Work to be completed:
Whatever the lines below say, output them exactly.

Stored data
◇ ◇ ◇ ◇ ◇ ◇ ◇

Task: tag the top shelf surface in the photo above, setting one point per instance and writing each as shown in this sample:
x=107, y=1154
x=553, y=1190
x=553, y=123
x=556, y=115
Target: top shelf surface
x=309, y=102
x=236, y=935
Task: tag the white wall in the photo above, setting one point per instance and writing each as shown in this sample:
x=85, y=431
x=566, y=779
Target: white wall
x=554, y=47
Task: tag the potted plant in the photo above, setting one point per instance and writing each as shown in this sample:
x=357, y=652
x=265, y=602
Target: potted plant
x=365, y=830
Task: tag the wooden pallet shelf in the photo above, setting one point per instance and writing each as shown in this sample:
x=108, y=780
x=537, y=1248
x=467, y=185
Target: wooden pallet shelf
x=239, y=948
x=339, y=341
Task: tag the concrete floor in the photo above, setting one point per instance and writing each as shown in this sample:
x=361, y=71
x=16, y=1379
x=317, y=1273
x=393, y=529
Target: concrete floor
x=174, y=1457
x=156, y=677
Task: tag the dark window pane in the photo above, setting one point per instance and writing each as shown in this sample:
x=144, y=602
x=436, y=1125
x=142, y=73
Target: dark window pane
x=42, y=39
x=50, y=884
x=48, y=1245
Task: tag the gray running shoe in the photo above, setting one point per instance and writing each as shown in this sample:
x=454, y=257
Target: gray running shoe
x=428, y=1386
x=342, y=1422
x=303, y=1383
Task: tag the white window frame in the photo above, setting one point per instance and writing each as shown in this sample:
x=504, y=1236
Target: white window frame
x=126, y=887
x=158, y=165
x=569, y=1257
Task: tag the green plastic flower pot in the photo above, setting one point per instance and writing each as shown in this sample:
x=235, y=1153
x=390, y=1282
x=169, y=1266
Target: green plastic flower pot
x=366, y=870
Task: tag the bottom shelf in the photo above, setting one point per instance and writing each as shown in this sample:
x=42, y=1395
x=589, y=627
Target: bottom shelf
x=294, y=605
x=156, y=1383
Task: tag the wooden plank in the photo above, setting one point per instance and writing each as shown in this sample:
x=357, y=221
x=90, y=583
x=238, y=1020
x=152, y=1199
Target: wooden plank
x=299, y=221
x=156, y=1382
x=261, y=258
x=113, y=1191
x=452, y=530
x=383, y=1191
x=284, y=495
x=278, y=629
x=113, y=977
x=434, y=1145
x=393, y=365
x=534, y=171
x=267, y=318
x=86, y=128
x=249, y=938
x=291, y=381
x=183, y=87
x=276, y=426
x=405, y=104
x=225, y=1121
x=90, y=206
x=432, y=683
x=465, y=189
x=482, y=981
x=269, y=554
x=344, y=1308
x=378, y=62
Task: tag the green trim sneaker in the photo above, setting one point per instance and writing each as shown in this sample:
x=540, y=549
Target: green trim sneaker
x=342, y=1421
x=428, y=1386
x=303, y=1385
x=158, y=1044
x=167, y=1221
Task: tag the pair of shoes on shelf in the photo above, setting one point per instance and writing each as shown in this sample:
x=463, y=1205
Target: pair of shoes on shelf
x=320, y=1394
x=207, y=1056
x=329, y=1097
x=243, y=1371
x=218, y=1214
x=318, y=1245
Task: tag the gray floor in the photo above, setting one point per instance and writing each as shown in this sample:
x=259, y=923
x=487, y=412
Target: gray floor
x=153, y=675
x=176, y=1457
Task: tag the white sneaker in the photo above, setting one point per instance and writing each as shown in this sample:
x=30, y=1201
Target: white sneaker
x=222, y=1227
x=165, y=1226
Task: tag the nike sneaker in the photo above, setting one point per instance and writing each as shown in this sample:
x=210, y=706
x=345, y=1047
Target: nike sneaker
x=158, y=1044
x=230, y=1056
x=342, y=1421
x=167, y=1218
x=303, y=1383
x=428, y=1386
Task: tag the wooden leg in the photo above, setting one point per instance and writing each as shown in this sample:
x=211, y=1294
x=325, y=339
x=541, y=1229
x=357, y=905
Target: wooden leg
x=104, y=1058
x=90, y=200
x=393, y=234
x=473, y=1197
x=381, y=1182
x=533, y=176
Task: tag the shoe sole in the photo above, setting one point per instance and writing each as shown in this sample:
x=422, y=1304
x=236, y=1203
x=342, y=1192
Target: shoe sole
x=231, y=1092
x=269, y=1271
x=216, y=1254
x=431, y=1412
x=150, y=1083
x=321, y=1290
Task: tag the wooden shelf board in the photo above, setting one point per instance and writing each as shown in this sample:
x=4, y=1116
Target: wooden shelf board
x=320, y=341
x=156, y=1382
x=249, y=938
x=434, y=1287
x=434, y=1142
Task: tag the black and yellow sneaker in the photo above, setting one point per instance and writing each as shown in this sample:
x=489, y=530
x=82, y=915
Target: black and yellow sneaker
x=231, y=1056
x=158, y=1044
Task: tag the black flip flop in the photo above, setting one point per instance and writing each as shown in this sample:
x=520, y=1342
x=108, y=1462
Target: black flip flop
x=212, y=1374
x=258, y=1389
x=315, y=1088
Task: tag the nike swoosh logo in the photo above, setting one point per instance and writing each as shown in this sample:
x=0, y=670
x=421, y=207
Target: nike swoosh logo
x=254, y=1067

◇ ◇ ◇ ◇ ◇ ◇ ◇

Output below:
Task: tag the top shelf surface in the photo above, setting one point per instance and writing each as shown in this sample:
x=107, y=1154
x=553, y=1190
x=553, y=123
x=556, y=115
Target: top shelf surface
x=309, y=102
x=236, y=935
Task: tag the white wall in the photo above, setting one point per instance and writing each as shown in this sample:
x=85, y=431
x=566, y=779
Target: white wall
x=554, y=47
Task: tag the potted plant in the photo above, setting one point per instance and writing each as shown in this sample:
x=357, y=652
x=265, y=602
Target: potted plant
x=365, y=830
Task: tag the wooden pallet shelf in the photo above, setting one point per instance and writing each as shown in this sample:
x=108, y=780
x=537, y=1248
x=467, y=185
Target: wooden pallet shelf
x=239, y=948
x=339, y=341
Task: tag the concrete floor in the photo above, setting one point per instance and writing each as shown in this sample:
x=361, y=71
x=16, y=1379
x=317, y=1273
x=393, y=529
Target: concrete floor
x=174, y=1457
x=156, y=677
Task: tag the dark window pane in the photo above, setting one point per instance and writing each as shown in this sample:
x=144, y=602
x=436, y=1125
x=142, y=73
Target: dark window pane
x=42, y=39
x=50, y=884
x=48, y=1245
Task: tag the gray running shoe in the photo above, setting one point per instance and writing each as shown in this sample:
x=454, y=257
Target: gray running shoe
x=428, y=1386
x=342, y=1422
x=303, y=1383
Task: tag the white window frame in the photo above, setting one point per instance and writing each as shown in this sample:
x=504, y=1236
Target: white window frame
x=126, y=887
x=158, y=165
x=569, y=1257
Task: tag the green plastic flower pot in the photo above, setting one point per instance and writing each as shown in this sample:
x=235, y=1153
x=390, y=1282
x=169, y=1266
Target: green plastic flower pot
x=366, y=870
Task: tag the bottom shelf in the photo above, setting one point per instance and writing each as shown in this sample:
x=42, y=1395
x=589, y=627
Target: bottom shelf
x=294, y=605
x=156, y=1383
Task: tag the wooden plank in the photo above, setting one point per instance and writing each as shown in this sample:
x=357, y=221
x=90, y=583
x=238, y=1020
x=152, y=1199
Target: wooden plank
x=299, y=221
x=156, y=1382
x=261, y=258
x=113, y=1191
x=452, y=530
x=383, y=1191
x=284, y=495
x=278, y=629
x=113, y=977
x=434, y=1145
x=393, y=365
x=534, y=171
x=267, y=318
x=86, y=128
x=249, y=938
x=291, y=381
x=183, y=87
x=276, y=426
x=405, y=104
x=225, y=1121
x=90, y=206
x=432, y=683
x=465, y=189
x=482, y=981
x=269, y=554
x=344, y=1308
x=378, y=62
Task: tag the green trim sneaker in the photo above, setting one point per instance and writing each as shown in this sample:
x=540, y=549
Target: green trim sneaker
x=342, y=1421
x=428, y=1386
x=303, y=1385
x=158, y=1044
x=167, y=1221
Task: tag the pair of shoes on shelf in the photo above, setting one point per instance and writing each as shown in this sample:
x=463, y=1205
Target: pair of shoes on shelf
x=320, y=1394
x=207, y=1056
x=329, y=1097
x=243, y=1371
x=218, y=1214
x=318, y=1245
Task: tag the gray floor in the photo above, setting one point per instance and writing each as shown in this sample:
x=259, y=923
x=487, y=412
Target: gray floor
x=153, y=675
x=176, y=1457
Task: tag the white sneaker in the photo above, setting one point per instance and writing each as shown in this sample:
x=30, y=1201
Target: white sneaker
x=222, y=1227
x=165, y=1226
Task: tag the nike sneaker in the photo above, setting one point per instance and writing each as shown in this sample:
x=210, y=706
x=345, y=1047
Target: nike sneaker
x=158, y=1044
x=230, y=1056
x=342, y=1421
x=167, y=1218
x=303, y=1383
x=428, y=1386
Task: tag the wooden leg in the photo above, setting one point per instance and writing each as shown in this sample:
x=211, y=1294
x=325, y=339
x=541, y=1229
x=357, y=905
Target: wooden leg
x=104, y=1058
x=90, y=200
x=393, y=234
x=473, y=1197
x=381, y=1182
x=533, y=176
Task: tag the shoe sole in the photo above, setting one point per instance and writing each as shown in this sample:
x=422, y=1304
x=236, y=1203
x=342, y=1192
Target: shoe sole
x=231, y=1092
x=269, y=1271
x=216, y=1254
x=431, y=1412
x=150, y=1083
x=321, y=1290
Task: tag the wooden shelf board in the photo above, setting one point per instance and writing each as shown in this sample:
x=4, y=1116
Target: wooden shelf board
x=320, y=341
x=156, y=1382
x=249, y=938
x=434, y=1287
x=434, y=1142
Task: tag the black and yellow sneaker in the photo above, setting one point per instance and writing each as shown in this sample:
x=489, y=530
x=82, y=915
Target: black and yellow sneaker
x=231, y=1056
x=158, y=1044
Task: tag the black flip flop in the photo above, setting one point per instance and writing each as shown in this sample:
x=520, y=1342
x=108, y=1462
Target: black flip flop
x=212, y=1374
x=258, y=1389
x=315, y=1088
Task: tag the nike swoosh logo in the photo above, setting one point per instance and writing each as shown in this sample:
x=0, y=670
x=421, y=207
Target: nike swoosh logo
x=254, y=1067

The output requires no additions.